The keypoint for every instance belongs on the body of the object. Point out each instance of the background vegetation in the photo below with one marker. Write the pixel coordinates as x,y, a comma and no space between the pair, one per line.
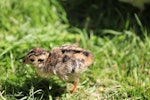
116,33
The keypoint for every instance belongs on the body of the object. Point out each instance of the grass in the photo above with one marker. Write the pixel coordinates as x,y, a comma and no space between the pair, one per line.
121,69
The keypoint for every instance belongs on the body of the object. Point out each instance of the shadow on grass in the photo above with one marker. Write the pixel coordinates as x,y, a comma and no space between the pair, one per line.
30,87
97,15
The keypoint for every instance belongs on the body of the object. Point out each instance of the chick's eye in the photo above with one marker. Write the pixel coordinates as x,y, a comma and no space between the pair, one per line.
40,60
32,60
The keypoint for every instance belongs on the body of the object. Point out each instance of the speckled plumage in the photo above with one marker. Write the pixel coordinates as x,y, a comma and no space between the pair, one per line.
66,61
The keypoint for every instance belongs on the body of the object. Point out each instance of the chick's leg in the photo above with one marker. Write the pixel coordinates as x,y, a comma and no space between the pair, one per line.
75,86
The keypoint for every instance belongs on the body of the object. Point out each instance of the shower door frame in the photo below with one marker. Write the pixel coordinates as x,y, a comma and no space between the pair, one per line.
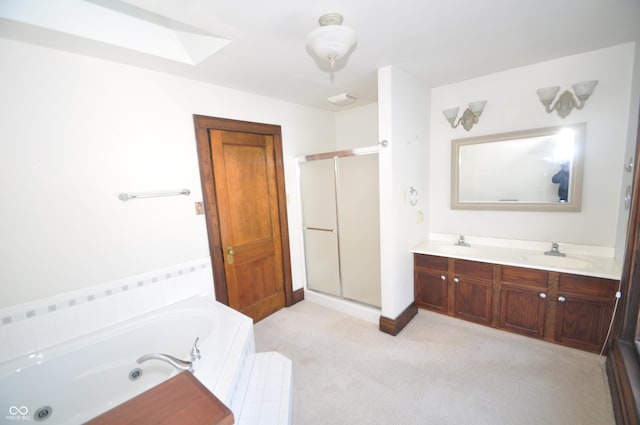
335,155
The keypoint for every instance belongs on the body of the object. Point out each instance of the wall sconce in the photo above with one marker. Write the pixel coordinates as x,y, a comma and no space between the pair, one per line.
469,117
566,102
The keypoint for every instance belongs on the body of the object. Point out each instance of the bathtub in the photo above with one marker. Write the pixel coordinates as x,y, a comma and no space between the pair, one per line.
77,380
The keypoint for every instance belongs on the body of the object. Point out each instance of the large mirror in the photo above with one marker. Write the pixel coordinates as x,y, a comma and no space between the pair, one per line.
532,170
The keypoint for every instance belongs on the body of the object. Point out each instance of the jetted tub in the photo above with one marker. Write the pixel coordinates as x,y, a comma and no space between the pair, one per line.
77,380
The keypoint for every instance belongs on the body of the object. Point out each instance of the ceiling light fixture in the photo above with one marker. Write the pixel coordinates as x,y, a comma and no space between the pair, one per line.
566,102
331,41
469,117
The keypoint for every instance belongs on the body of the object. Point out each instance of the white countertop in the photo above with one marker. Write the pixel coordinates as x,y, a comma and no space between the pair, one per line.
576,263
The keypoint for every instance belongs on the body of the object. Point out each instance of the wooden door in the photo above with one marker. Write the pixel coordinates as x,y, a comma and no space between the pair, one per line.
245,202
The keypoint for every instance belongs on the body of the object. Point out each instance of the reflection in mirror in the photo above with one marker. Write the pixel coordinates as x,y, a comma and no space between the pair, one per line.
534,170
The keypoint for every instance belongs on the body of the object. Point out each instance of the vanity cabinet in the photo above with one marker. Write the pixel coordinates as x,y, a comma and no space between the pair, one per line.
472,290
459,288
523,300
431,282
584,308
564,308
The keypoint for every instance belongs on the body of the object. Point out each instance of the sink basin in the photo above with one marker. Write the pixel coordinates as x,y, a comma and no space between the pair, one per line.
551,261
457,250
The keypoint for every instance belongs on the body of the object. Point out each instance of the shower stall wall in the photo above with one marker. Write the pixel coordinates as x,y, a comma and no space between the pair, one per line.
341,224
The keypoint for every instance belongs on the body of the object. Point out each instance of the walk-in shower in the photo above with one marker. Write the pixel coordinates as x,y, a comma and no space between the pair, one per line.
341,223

---

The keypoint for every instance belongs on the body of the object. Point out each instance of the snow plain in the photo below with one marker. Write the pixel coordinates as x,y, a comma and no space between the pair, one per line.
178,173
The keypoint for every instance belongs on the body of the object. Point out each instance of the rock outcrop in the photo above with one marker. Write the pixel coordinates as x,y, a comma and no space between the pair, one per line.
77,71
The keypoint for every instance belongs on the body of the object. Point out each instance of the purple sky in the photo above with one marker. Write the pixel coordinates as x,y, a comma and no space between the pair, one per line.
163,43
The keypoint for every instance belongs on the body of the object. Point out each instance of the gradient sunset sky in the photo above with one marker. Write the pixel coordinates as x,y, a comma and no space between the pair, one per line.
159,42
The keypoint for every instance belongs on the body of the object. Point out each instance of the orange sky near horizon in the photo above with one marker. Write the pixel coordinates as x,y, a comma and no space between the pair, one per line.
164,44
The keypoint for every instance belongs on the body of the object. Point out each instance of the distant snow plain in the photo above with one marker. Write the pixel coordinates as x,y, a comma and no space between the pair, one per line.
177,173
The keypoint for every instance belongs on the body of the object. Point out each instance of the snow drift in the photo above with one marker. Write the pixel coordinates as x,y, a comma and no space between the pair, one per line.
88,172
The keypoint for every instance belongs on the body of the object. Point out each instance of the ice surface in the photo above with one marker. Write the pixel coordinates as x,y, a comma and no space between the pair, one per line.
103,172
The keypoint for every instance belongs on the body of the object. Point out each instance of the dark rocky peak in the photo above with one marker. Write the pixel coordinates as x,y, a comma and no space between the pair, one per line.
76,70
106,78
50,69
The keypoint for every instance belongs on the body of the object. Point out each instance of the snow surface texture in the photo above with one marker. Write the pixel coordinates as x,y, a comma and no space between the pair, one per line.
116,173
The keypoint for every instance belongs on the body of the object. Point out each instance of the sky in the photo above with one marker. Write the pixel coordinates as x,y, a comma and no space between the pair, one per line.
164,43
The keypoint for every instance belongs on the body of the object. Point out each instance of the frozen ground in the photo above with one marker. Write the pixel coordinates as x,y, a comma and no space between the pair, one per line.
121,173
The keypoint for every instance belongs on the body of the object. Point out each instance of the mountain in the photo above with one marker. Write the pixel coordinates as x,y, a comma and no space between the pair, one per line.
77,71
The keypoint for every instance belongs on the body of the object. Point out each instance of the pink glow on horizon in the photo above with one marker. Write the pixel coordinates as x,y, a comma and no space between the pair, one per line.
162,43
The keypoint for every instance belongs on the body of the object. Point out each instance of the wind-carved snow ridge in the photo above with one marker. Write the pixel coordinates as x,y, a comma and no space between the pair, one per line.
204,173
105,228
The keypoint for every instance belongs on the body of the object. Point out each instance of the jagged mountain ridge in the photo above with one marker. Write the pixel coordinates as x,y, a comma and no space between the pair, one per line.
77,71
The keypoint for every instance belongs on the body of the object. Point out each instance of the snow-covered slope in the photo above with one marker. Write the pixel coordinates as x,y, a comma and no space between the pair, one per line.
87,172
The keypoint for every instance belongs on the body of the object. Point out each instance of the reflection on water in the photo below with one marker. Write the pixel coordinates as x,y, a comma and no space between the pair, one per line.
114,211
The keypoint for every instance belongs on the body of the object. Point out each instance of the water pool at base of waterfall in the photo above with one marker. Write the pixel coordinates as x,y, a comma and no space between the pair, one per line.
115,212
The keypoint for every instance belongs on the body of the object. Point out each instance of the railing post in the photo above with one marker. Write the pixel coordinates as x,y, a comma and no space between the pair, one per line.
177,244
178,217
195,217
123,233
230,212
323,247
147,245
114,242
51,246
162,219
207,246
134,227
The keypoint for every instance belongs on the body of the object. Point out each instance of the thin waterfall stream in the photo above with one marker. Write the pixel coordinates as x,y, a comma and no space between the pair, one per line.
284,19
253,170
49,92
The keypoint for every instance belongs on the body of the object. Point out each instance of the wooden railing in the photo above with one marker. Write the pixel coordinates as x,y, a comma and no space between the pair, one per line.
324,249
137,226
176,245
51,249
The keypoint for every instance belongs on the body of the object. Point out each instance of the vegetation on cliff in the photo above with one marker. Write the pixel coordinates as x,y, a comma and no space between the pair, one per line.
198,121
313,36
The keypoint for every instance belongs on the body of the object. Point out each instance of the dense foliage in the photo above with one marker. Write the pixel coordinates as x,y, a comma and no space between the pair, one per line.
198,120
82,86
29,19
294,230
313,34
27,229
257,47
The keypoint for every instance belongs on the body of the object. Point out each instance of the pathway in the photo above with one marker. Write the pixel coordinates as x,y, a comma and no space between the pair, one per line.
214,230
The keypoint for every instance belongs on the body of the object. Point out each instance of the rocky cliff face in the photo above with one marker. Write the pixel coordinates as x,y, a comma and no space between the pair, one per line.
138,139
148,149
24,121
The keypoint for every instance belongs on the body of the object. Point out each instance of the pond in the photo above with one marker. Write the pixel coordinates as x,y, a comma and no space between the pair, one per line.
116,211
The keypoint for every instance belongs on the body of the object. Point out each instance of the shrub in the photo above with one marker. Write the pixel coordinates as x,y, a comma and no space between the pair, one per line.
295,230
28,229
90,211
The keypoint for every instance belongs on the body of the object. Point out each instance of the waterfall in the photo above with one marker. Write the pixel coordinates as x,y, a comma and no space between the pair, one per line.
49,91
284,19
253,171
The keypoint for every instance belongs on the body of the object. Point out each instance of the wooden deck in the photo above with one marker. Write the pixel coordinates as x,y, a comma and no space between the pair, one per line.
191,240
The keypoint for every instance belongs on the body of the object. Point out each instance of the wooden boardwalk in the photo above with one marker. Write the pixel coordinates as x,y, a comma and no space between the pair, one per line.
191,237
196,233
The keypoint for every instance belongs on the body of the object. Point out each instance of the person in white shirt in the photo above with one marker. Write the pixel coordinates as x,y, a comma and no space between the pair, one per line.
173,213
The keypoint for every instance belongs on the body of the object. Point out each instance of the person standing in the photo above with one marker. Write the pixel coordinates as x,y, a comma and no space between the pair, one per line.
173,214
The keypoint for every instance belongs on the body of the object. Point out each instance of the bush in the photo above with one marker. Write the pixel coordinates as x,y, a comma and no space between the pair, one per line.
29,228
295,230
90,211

## OBJECTIVE
Pull out every line of the data above that contains the word "plain", copying each one in full.

## SOLUTION TO THIS EXERCISE
The keypoint for every instance belongs on the body of the object. Point out each instance of the snow plain in the photo below with one marker. Write the pixel coordinates as x,y, a comma and no space between the pair, one per line.
The keypoint for every instance belongs on the body of the object. Point out each instance of the distant snow plain in the photo above with one marker. Write the pixel coordinates as x,y, a comma and no space between the pair, one per line.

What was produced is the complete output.